● **GOAL**
Copy out everything in the records below from the line containing "Would you mind pinning the gravel" down through the end of the records, and leave the pictures out.

● **SOURCE MATERIAL**
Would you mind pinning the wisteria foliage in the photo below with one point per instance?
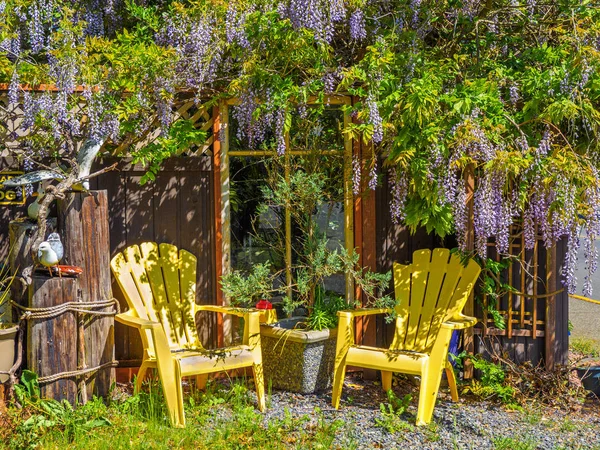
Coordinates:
(500, 97)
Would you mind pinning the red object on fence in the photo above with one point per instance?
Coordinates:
(264, 304)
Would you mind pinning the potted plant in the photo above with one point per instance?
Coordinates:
(299, 349)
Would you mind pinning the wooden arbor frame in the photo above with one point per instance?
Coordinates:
(359, 211)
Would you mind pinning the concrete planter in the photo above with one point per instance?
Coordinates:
(297, 360)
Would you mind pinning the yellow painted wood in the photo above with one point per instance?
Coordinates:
(159, 284)
(187, 282)
(430, 295)
(154, 274)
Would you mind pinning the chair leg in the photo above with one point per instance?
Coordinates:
(430, 385)
(386, 380)
(259, 383)
(201, 381)
(451, 382)
(338, 384)
(141, 376)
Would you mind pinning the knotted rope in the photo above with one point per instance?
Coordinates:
(55, 311)
(50, 312)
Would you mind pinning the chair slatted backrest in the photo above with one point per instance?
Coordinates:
(431, 290)
(159, 283)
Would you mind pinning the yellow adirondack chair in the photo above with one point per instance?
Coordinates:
(159, 284)
(430, 295)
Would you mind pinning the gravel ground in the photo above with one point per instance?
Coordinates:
(467, 424)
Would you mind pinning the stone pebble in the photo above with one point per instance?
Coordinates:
(468, 424)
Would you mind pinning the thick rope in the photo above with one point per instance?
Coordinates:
(76, 373)
(55, 311)
(80, 307)
(585, 299)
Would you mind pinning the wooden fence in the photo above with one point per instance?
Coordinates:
(179, 208)
(537, 330)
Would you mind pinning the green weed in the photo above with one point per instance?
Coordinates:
(584, 346)
(509, 443)
(390, 413)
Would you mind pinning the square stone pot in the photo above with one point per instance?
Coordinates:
(297, 360)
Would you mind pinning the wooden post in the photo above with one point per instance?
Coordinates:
(217, 214)
(83, 225)
(550, 331)
(469, 342)
(52, 342)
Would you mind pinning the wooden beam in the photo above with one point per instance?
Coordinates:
(217, 215)
(469, 342)
(550, 332)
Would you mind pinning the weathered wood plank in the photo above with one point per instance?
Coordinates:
(52, 343)
(83, 226)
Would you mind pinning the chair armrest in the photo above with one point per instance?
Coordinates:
(235, 311)
(364, 312)
(128, 318)
(460, 322)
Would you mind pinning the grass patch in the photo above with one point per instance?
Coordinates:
(509, 443)
(585, 346)
(222, 417)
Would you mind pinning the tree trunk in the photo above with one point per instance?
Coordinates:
(52, 342)
(83, 227)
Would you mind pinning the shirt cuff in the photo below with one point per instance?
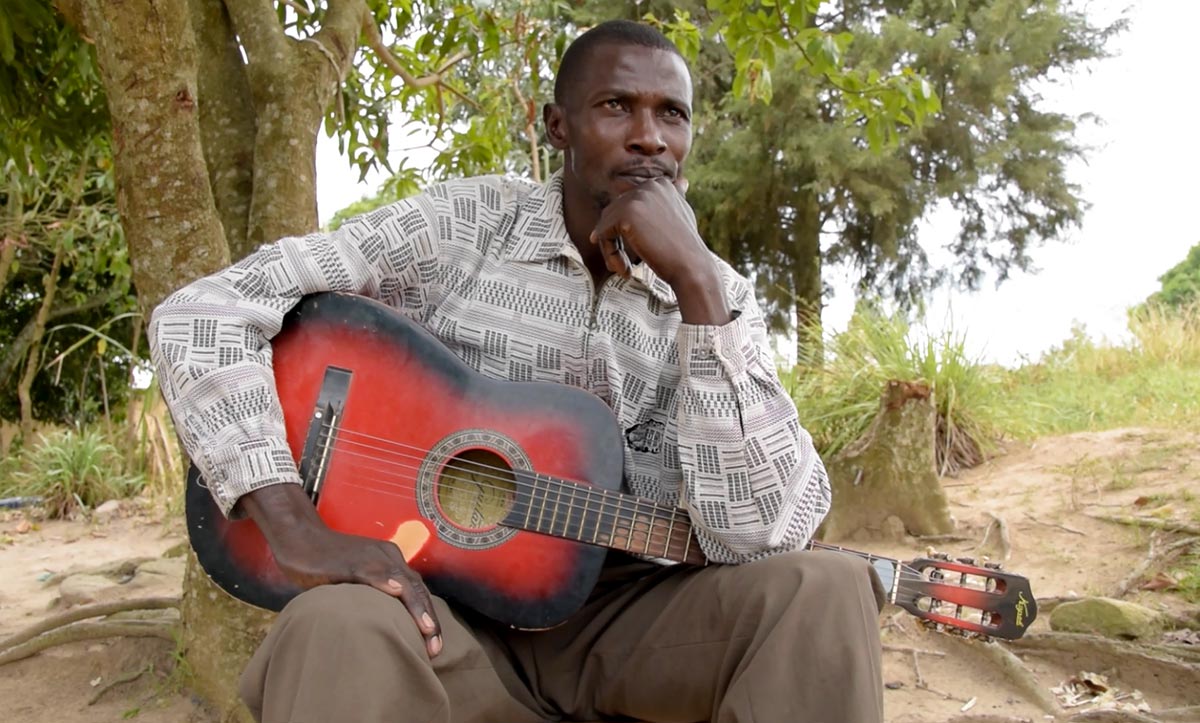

● **COMPLETE ANSWER**
Would you mind pinning the gravel ground in the photo above with one point per instance?
Coordinates:
(467, 424)
Would you mind pinning the stone pebble in the photo above with one point per instance?
Coordinates:
(468, 424)
Would you mind pinning the thick rope in the photo above with one point per instance?
Coordinates:
(76, 373)
(55, 311)
(80, 307)
(585, 299)
Would you mind pinning the wooden fence in the photo above with one point per instance?
Coordinates:
(179, 208)
(537, 330)
Would you mind pinning the green weed in the photo above with one point per instance?
Coordinates:
(584, 346)
(509, 443)
(390, 413)
Would you mind pinning the square stone pot in the photo above with one point per instance?
Coordinates:
(297, 360)
Would you mind pinning the wooden post in the photo above with one point per instance?
Coordinates:
(217, 214)
(83, 225)
(550, 331)
(469, 342)
(52, 342)
Would you mind pinning the wooden beam in the photo above with one point per instance?
Coordinates:
(217, 215)
(469, 342)
(550, 332)
Would you mind pinning the weathered wood plank in the photo above with one point per instance?
Coordinates:
(52, 343)
(83, 226)
Would you mind pinning the chair armrest in the photo above with one point per instance?
Coordinates:
(235, 311)
(364, 312)
(128, 318)
(460, 322)
Would you mind pinning the grass patch in the photo above with one point per instance?
Coordinates:
(509, 443)
(585, 346)
(222, 417)
Would you mind pinning the tree trunk in the photo above with one point per instance?
Coordinates:
(52, 342)
(83, 227)
Would you mind pinning the shirt cuff in the photo below with one point per instance?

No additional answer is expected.